[[ Listed records, beginning ]]

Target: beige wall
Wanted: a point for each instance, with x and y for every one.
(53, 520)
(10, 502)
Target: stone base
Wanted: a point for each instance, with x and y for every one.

[[ Listed records, end ]]

| What you will do |
What lines in the listing include the string "Target"? Copy them out.

| Answer to the problem |
Target: beige wall
Target: stone base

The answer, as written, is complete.